EXTRAIT À LIRE:

_ _ _

Le styliste de 34 ans intègre le calendrier officiel avec beaucoup de créativité, pour compenser un budget modeste, et un regard unique entre l'Orient et l'Occident qui a séduit des célébrités aussi différentes que Cate Blanchett, Cardi B, Kendall Jenner ou Isabelle Huppert.
Sous les yeux de ses voisins, entre des palmiers dorés, mannequins professionnels et amis du créateur ont foulé mardi une moquette couleur sable posée dans la cour de son immeuble, où il avait déjà organisé ses défilés précédents.
"Je trouve important d'amener mes invités chez moi, ça fait très +maison+. On est dans le 8e arrondissement, il y a le côté maison de couture", souligne-t-il, en achevant les derniers préparatifs dans son appartement qui lui sert d'atelier et où il n'a pour espace privé que la chambre encombrée de patrons.
"C'est très bien que Vuitton fasse cet énorme show. On n'est pas Vuitton mais ce n'est pas grave, on le sera peut-être un jour", ajoute-t-il face à l'AFP.
Ainsi on verra "les deux facettes" de la scène parisienne de la mode, entre les grandes maisons institutionnelles et "nous qui arrivons à faire de la magie avec très peu".
- Look "à la burqa" pour les droits des femmes -
Celui qui, adolescent, s'habillait en pantalon de femme car il était très mince est convaincu que le "vêtement n'a pas de genre".
Il présente donc une collection non-genrée à la semaine masculine parce qu'il est plus facile de se faire remarquer ainsi et que le timing est meilleur pour les ventes.
Il essaie lui-même tous les prototypes, dont les soutien-gorges. S'il se trouve bien dans le miroir, il les garde.
Une des robes phare de la collection est faite en "dentelle toute noire, toute simple, qui dormait" dans les stocks. "On vient d'insérer des fils d'or dedans pour pouvoir en faire quelque chose de spécial et lui redonner une seconde vie".
Transparente avec un string intégré, elle est portée par une mannequin avec des courbes qu'on n'a pas l'habitude de voir sur les podiums, surtout pour présenter ce genre de silhouette.
Comme la saison précédente, le designer fait un look "à la burqa" (un jeu de mots avec son prénom), surtout pour "soulever la question" des droits des femmes.

_ _ _

INFORMATIONS AFFICHÉES:
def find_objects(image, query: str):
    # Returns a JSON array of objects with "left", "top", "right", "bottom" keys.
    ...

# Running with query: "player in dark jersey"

_ _ _

DESCRIPTION DE L'EXERCICE:
Reprenez le texte sur le défilé du styliste de 34 ans dans la cour de son immeuble et prolongez-le après sa dernière phrase. Le matériel n'est d'aucune utilité pour réaliser l'exercice.

RÉPONSE PROPOSÉE:
Le voile transparent intégré à la casquette recouvre le corps de la tête aux pieds, avec un collant comme seule pièce en dessous.
La saison dernière, il avait fait une jupe en cheveux pour dénoncer la répression des femmes en Iran.
"J'ai des soeurs, j'ai envie qu'elles aient une vie sexuelle accomplie, qu'elles soient féminines, j'ai envie qu'elles aient la souveraineté de leur corps", explique Burc Akyol.
Pour lui qui aime fentes et transparences, ceux qui cachent le corps "dans le design sont dans le déni du corps".
Austères et sexy, élégantes et sensuelles, ses tenues reflètent son identité.
"Je suis né en France avec des parents turcs. Une fois sorti de l'appartement de mes parents, je devenais Français parce qu'il fallait que je sois Français et, rentré à la maison, je mangeais comme un Turc, je vivais comme un Turc".
Fils d'un tailleur, il a grandi dans des HLM de Dreux, à une heure de Paris, avec "beaucoup d'immigrés". "On avait une envie de beau", se souvient Burc Akyol.
Il a appris à coudre à la maison, où toute la famille "rapiéçait les vêtements les samedis soirs en regardant la télé". Il d'ailleurs acquis le goût de la mode en regardant des défilés à la télévision.
Pourtant, il se dit aujourd'hui content que tout se passe sur YouTube et les réseaux sociaux, ce qui est propice pour les jeunes talents, qui ne sont "plus obligés de dépendre des grands médias".